• Instructions for the task: State how many lines of the records below contain the word "white", treating uppercase and lowercase as distinct, and reply with that number only.

• Data section:
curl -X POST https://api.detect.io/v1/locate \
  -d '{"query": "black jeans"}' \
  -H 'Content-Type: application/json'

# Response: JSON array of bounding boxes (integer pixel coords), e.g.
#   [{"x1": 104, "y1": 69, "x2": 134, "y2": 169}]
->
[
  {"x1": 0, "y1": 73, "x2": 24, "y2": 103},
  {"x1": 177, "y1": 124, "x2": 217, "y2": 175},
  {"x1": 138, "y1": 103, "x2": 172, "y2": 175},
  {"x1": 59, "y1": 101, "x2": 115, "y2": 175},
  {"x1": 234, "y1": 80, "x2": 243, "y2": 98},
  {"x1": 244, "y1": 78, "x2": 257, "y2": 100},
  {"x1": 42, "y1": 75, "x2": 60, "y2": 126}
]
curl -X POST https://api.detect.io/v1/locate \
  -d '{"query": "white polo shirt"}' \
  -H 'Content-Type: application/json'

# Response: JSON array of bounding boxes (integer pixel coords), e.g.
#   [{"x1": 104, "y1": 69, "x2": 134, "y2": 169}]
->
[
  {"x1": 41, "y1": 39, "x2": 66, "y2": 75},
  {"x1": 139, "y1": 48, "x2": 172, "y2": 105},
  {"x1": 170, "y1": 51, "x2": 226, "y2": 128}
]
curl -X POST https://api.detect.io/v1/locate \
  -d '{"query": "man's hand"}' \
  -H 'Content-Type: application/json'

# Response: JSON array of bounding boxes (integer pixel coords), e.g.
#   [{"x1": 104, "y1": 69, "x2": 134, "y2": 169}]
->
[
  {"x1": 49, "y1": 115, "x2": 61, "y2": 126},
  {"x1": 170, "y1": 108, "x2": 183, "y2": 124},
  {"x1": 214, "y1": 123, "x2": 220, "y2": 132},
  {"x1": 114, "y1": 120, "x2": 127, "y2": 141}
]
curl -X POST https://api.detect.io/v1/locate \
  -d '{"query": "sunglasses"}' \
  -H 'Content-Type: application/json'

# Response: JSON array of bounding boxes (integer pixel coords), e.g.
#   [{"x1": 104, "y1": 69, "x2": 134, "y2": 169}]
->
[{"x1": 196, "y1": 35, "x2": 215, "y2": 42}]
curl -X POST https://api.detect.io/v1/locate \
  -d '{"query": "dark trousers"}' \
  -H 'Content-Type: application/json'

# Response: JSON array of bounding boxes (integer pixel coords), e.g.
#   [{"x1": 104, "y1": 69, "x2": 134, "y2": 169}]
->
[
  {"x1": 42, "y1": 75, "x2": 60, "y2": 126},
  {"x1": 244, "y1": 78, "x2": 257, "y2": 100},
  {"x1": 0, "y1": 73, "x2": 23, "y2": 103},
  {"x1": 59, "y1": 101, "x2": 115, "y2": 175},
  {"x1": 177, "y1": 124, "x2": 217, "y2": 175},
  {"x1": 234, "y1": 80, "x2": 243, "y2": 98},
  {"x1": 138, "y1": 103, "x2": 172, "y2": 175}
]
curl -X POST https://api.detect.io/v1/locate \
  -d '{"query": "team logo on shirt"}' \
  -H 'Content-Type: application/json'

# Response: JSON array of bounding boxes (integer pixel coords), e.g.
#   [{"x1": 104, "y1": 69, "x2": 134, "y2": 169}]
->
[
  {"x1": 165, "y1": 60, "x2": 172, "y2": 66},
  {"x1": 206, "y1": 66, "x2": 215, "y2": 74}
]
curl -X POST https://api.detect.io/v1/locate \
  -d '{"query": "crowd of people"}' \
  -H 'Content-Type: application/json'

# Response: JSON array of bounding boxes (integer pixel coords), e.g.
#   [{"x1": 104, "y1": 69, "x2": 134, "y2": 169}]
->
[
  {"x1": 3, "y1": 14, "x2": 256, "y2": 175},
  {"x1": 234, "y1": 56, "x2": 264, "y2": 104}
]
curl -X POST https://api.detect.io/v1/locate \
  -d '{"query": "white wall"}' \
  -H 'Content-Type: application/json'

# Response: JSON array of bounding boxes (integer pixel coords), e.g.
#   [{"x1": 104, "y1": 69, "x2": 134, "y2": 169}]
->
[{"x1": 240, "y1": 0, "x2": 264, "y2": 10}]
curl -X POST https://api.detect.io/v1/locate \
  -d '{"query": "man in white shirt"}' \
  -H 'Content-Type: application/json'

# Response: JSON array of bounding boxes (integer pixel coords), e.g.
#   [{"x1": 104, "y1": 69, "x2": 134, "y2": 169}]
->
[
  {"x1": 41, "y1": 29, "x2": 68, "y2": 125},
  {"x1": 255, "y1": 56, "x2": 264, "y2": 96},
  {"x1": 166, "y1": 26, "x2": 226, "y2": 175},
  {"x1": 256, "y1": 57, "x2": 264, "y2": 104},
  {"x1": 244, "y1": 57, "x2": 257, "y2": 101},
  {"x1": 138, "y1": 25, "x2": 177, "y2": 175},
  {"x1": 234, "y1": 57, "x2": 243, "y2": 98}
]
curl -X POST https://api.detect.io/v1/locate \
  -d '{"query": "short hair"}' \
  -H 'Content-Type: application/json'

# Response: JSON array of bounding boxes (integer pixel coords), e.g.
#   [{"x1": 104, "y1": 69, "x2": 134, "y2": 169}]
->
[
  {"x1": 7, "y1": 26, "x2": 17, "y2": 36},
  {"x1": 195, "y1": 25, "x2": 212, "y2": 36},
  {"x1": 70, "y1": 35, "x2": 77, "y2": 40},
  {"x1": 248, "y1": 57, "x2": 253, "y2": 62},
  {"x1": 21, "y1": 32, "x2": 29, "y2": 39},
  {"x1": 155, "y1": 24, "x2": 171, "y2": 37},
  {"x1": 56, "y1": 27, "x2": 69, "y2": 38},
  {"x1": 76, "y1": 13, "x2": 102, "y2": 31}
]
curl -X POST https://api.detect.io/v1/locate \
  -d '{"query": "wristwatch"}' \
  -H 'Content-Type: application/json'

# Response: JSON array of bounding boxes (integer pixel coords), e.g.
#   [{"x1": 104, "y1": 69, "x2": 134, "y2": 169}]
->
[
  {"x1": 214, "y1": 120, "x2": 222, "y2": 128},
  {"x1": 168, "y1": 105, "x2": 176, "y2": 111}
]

==

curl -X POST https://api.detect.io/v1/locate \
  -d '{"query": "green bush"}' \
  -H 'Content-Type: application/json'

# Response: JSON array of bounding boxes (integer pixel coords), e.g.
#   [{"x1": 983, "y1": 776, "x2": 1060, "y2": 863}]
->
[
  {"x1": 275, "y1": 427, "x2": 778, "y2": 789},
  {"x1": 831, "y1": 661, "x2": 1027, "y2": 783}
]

• Full solution: 3